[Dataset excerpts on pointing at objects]
>> BEGIN

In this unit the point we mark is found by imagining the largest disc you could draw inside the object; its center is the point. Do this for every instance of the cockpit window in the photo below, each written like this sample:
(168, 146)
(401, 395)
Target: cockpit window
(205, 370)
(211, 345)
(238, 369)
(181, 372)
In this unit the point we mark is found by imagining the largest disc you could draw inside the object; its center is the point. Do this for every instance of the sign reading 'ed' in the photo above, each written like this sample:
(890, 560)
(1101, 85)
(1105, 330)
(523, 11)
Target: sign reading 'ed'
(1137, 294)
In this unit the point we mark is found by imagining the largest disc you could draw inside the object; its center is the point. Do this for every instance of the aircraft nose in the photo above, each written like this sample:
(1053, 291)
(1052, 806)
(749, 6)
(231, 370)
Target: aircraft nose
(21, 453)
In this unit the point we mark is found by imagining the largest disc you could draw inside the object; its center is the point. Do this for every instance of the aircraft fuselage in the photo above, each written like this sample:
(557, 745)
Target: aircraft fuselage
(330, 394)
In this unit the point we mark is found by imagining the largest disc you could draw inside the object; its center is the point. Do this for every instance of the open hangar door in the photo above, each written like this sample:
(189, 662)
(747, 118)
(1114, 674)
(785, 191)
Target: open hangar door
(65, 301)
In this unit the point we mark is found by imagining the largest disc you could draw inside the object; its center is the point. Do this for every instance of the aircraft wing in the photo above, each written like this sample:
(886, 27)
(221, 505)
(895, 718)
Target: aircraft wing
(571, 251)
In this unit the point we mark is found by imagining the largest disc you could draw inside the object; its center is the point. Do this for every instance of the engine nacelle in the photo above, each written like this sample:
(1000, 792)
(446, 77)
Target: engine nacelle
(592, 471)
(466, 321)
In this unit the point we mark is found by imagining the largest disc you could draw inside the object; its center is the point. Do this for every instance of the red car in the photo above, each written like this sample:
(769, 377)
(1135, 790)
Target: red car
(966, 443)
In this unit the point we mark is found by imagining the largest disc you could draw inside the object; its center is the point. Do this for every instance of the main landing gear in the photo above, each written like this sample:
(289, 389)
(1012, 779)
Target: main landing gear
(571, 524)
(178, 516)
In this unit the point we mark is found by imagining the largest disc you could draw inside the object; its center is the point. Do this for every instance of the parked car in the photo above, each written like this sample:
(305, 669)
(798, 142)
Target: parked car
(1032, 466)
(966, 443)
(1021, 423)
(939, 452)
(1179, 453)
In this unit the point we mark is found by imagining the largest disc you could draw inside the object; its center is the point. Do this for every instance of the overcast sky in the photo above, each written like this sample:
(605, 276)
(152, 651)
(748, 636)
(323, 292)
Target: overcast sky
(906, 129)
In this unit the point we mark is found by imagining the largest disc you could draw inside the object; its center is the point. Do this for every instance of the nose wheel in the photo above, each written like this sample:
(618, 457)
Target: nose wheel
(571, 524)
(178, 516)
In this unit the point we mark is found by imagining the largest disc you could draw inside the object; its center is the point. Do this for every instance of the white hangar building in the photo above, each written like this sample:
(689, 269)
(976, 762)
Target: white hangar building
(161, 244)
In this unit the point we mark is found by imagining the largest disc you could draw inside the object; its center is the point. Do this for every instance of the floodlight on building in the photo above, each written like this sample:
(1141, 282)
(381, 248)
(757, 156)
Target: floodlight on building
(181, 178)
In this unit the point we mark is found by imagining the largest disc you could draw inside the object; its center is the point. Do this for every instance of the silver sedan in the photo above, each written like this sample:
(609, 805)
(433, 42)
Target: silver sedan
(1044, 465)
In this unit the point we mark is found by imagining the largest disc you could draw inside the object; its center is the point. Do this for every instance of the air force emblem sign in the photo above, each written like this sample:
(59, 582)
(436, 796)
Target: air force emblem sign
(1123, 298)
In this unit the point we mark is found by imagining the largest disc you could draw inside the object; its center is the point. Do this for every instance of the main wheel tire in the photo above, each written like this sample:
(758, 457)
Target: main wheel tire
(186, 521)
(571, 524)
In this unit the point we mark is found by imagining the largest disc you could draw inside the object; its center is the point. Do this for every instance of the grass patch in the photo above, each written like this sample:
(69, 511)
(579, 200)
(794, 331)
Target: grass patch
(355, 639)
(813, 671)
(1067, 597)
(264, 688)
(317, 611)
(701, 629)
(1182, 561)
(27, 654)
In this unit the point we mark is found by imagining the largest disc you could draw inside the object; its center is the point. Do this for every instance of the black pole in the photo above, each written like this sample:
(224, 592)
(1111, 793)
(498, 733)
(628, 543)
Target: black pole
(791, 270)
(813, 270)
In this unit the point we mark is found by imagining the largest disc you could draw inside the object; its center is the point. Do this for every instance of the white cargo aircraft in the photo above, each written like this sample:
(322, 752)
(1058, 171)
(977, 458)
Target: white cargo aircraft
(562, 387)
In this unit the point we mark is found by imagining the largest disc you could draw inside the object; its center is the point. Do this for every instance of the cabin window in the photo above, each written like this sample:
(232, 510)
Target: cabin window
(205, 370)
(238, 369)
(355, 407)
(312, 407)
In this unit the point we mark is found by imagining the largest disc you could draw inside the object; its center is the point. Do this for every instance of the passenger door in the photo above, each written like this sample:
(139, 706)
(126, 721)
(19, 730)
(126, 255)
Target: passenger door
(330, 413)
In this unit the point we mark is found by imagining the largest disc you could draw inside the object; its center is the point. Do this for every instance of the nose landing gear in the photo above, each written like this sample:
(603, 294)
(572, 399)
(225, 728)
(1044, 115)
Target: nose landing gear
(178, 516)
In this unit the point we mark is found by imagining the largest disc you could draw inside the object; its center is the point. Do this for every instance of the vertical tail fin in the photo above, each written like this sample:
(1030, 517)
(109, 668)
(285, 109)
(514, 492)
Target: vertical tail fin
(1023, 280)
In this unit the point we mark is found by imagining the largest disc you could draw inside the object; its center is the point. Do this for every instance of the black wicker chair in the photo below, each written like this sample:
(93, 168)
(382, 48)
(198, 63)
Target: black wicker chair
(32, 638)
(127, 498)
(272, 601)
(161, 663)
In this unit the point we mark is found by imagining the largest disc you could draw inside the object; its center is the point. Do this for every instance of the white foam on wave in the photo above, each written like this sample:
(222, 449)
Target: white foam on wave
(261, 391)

>> END

Write out every line of the listing above, from the first line to the last, without changing a single character.

In this unit the point we mark is found by imagining the largest disc you could draw inside the object; its center is the point. Do this for every instance of the cockpit window in the photo below, each written like this sample:
(168, 146)
(401, 395)
Target: cockpit window
(205, 370)
(211, 345)
(238, 369)
(181, 372)
In this unit the point we mark is found by imagining the largest disc you could draw inside the object; its center is the point. Do this for every instance of the sign reading 'ed' in the photo above, each written like this sample:
(890, 560)
(1101, 85)
(1105, 330)
(523, 11)
Target: sign reading 'ed'
(1137, 294)
In this unit the point we mark is found by imagining the largest disc you could draw inside the object; its center is the point. Do this for every instance of the aircraft nose in the photo above, each written like this sample:
(1053, 291)
(1052, 806)
(749, 6)
(231, 370)
Target: aircraft nose
(21, 453)
In this unit the point we mark is found by imagining the largest disc you could draw inside the object; its center is the point. Do this for every instance of the aircraft fuselage in the photo above, each written like this sample:
(557, 745)
Target: aircraft fuselage
(330, 394)
In this unit the point we mark is found by imagining the largest disc you could draw inside the object; its center is the point. Do this for every instance of the open hangar door in the photo above, each written like this sample:
(189, 662)
(747, 118)
(1114, 674)
(785, 191)
Target: open hangar door
(65, 301)
In this unit the point we mark is found by imagining the largest disc you could draw inside the object; its center is the point. Do this for every instance of the aircraft wing in the photo above, each written like this sample:
(886, 27)
(221, 505)
(895, 718)
Target: aircraft wing
(571, 251)
In this unit the point we mark is found by imagining the largest disc you could draw inside the object; its center is the point. Do this for every instance of the engine nacelle in the photo above, each written like this sample:
(1000, 792)
(446, 77)
Target: engine nacelle
(592, 471)
(466, 321)
In this unit the point we mark is found by imagining the largest disc you could draw inside the object; its center is the point. Do this for every instance of the red car in the photo above, each written like this sample:
(769, 377)
(1135, 790)
Target: red car
(966, 443)
In this unit the point we mark is found by imagining the largest disc you could draw inside the object; its center is the point. Do this for every instance of the main landing gear in the photo above, each written like this sample:
(289, 389)
(1012, 779)
Target: main landing gear
(571, 524)
(178, 516)
In this unit the point we mark is found by imagining the largest disc you could draw inside the object; its center is the point. Do this for every instance of the parked car in the photo above, each written like this sample:
(305, 669)
(798, 142)
Target: parked car
(1032, 466)
(966, 443)
(1021, 423)
(939, 452)
(1179, 453)
In this unit the point we mark is found by imagining the largest disc you could draw inside the object; its center is the point. Do this for every instance of the overcast sky in the photo above, each written like this sample:
(605, 276)
(152, 651)
(748, 636)
(323, 292)
Target: overcast sky
(906, 129)
In this unit the point we mark is found by imagining the largest disc you could draw inside the object; its center is the point. Do this for every instance of the nose wheel in the photo above, each written like this sample:
(618, 457)
Target: nose wheel
(571, 524)
(178, 516)
In this unit the point we mark is found by imagining the largest disc you could draw inside the object; its center is the point. Do this for every instance of the white hangar building in the photo above, each written like this sample:
(689, 269)
(976, 762)
Target: white hangar building
(161, 244)
In this unit the point we mark is found by imagining the largest disc you could draw inside the object; its center is the point. Do this for every instance of the floodlight on building in the photo above, each written like this sample:
(1141, 282)
(381, 248)
(757, 156)
Target: floodlight on building
(181, 178)
In this unit the point we mark is found by imagining the largest disc you could draw inside the object; its center is the point. Do this for every instance of the silver sedan in the photo above, each written like this sample:
(609, 805)
(433, 42)
Target: silver sedan
(1044, 465)
In this unit the point we mark is found by imagining the largest disc you could draw inside the object; its center is the point. Do this for every instance of the air force emblem sign in the photo above, each written like this sample:
(59, 582)
(436, 796)
Target: air force emblem sign
(1123, 298)
In this unit the point we mark is found by imagining the largest disc you could draw inside the object; its center is the point. Do this for every instance of the main wheel tire in the photo above, each written like this sample:
(758, 457)
Target: main wheel tire
(186, 521)
(571, 524)
In this unit the point we mark is found by imagining the largest disc you could draw inside the object; its center is the point. Do this for every instance of the grass patch in the photo above, each written like this sample:
(69, 511)
(579, 200)
(794, 331)
Target: grass patch
(355, 639)
(813, 671)
(1067, 597)
(264, 688)
(317, 611)
(701, 629)
(1182, 561)
(27, 654)
In this unit the point we mark is found by imagining the largest disc you could draw inside the object; its center is the point. Do this for every instance of the black pole in the photo above, each written like this sample:
(224, 592)
(1111, 793)
(498, 733)
(628, 543)
Target: black pole
(791, 270)
(813, 270)
In this unit the point we mark is found by imagining the largest disc you could draw inside the object; its center is the point. Do this for every instance of the white cargo aircraft in the photo above, each written like this sample:
(322, 752)
(1058, 171)
(977, 458)
Target: white cargo aircraft
(562, 387)
In this unit the point we mark is found by imagining the largest disc you could draw inside the object; its center is the point. Do this for every instance of the cabin window in the photo above, each written like this sample:
(232, 510)
Target: cabin window
(205, 370)
(238, 369)
(355, 407)
(312, 407)
In this unit the point we mark is found by imagining the largest disc you could draw inside the object; its center is the point. Do this for every instance of the passenger door in the photo above, each written like this sample:
(139, 706)
(126, 721)
(19, 730)
(126, 255)
Target: passenger door
(330, 413)
In this unit the point we mark is found by imagining the largest disc you could draw inside the object; its center is the point. Do this for every instance of the nose landing gear in the photo above, each written like this sample:
(603, 294)
(572, 399)
(225, 728)
(1044, 115)
Target: nose landing gear
(178, 516)
In this unit the point we mark is found by imagining the largest disc you could draw inside the object; its center is the point. Do this for every instance of the vertical tail fin in the photo above, each written like this sample:
(1030, 517)
(109, 668)
(285, 109)
(514, 492)
Target: vertical tail fin
(1023, 280)
In this unit the point we mark is found by imagining the largest disc you could draw inside the object; its center is the point. Do this for every instance of the black wicker chair in the photo below, each written like this sample:
(93, 168)
(382, 48)
(198, 63)
Target: black wicker chair
(32, 638)
(127, 498)
(272, 601)
(161, 663)
In this unit the point we mark is found by imagining the largest disc you could draw inside the object; its center is the point. Do this for every instance of the white foam on wave in the photo above, each written like this sample:
(222, 449)
Target: white foam on wave
(261, 391)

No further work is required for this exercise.